STATED TASK => Please return the material below word for word, reproducing every line without any change.

-- begin GIVEN RECORDS --

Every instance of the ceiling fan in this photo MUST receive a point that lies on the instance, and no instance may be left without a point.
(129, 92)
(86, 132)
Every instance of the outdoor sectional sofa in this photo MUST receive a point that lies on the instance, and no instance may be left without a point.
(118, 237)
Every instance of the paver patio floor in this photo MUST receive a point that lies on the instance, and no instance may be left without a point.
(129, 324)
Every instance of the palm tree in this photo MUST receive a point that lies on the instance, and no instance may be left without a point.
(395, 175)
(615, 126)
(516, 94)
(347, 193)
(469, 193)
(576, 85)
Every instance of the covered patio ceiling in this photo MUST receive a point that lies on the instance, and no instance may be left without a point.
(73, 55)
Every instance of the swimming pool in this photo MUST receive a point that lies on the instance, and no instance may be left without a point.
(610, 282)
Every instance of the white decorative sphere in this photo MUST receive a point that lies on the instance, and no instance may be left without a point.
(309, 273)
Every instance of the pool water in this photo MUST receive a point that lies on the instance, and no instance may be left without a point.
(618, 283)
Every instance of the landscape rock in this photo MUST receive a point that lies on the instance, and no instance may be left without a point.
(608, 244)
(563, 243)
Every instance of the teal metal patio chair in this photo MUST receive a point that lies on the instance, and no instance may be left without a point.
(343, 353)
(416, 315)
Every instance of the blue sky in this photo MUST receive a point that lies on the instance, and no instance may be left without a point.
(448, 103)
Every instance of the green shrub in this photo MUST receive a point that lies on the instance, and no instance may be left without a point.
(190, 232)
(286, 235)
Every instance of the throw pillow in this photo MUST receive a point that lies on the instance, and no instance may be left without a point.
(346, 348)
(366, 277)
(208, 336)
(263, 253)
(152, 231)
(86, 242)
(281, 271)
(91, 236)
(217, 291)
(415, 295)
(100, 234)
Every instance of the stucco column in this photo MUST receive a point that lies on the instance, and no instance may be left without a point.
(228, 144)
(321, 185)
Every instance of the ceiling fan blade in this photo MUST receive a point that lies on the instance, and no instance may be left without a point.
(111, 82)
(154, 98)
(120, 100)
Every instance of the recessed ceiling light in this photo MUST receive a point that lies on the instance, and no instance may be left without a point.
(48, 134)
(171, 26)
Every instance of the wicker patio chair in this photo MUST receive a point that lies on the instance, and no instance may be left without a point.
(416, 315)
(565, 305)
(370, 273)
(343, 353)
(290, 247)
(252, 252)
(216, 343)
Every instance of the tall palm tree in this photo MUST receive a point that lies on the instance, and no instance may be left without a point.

-- end GIVEN RECORDS --

FULL SOLUTION =>
Every instance of the ceiling fan in this photo MUST receive a point that lies on the instance, and no instance may be left without a point.
(129, 92)
(86, 132)
Every instance of the outdoor sectional sofa in this photo MUST receive a point that lies on the instance, and no instance may be left without a point.
(118, 237)
Every instance of the paver patio floor in this photo MUST receive a point that lies on the instance, and no instance may be left without a point.
(129, 324)
Every instance of the palm tree in this photo MUST receive a point that lies on the instance, and no instance may be left without a point.
(395, 175)
(615, 126)
(516, 94)
(347, 193)
(469, 193)
(576, 85)
Every instance of the covered patio ceiling in this photo MUST receive a point that lies on the instance, and no instance may be left without a point.
(73, 55)
Every instance of the swimming pool in this photo MUST receive a point that lies on the instance, and no instance may be left without a point.
(610, 282)
Every instance of the white decorative sphere in this photo MUST receive a point that lies on the instance, and no instance may be left without a point.
(309, 273)
Every instance of the pool water in this photo MUST receive a point that lies on the instance, and no instance may be left without a point.
(618, 283)
Every instance of the landscape rock in this photo MUST receive a point that lies on the instance, and no instance may be left without a point.
(608, 244)
(563, 243)
Every instance of the teal metal patio chair in this photo MUST receive a point that lies on the instance, and no instance may be left without a point.
(343, 353)
(416, 315)
Every instance of the blue sky in this photo MUST receive a point that lies on the instance, and no instance may be left without a point.
(448, 103)
Every instance of the green shrub in this photo MUST receive a point that lies on the instance, and no instance may be left without a point.
(190, 232)
(286, 235)
Every instance of the throw pillow in this photo MUST receive a point that lies on the instance, and no instance may be left without a point.
(346, 348)
(366, 277)
(208, 336)
(263, 253)
(152, 231)
(86, 242)
(281, 271)
(91, 236)
(217, 291)
(415, 295)
(100, 234)
Every instance of the stucco column in this photo MUST receive a point that lies on the instance, and no instance may be left without a point.
(228, 144)
(321, 185)
Every instance of the ceiling fan blade in this photo MUST receive a point that lies on the instance, and no instance may be left without a point.
(111, 82)
(154, 98)
(120, 100)
Every instance of the recessed ceiling light in this photo MUST receive a point that lies on the instance, and no instance may be left without a point.
(48, 134)
(171, 26)
Every instance of the wicker patio chair in this photo MUST receive a point that lies on the instance, and no instance may be left without a point.
(416, 315)
(565, 305)
(370, 273)
(343, 353)
(290, 247)
(252, 252)
(216, 343)
Every instance of the tall palm tree in this photo MUST receive a point that lies on the instance, and no instance may be left without a point.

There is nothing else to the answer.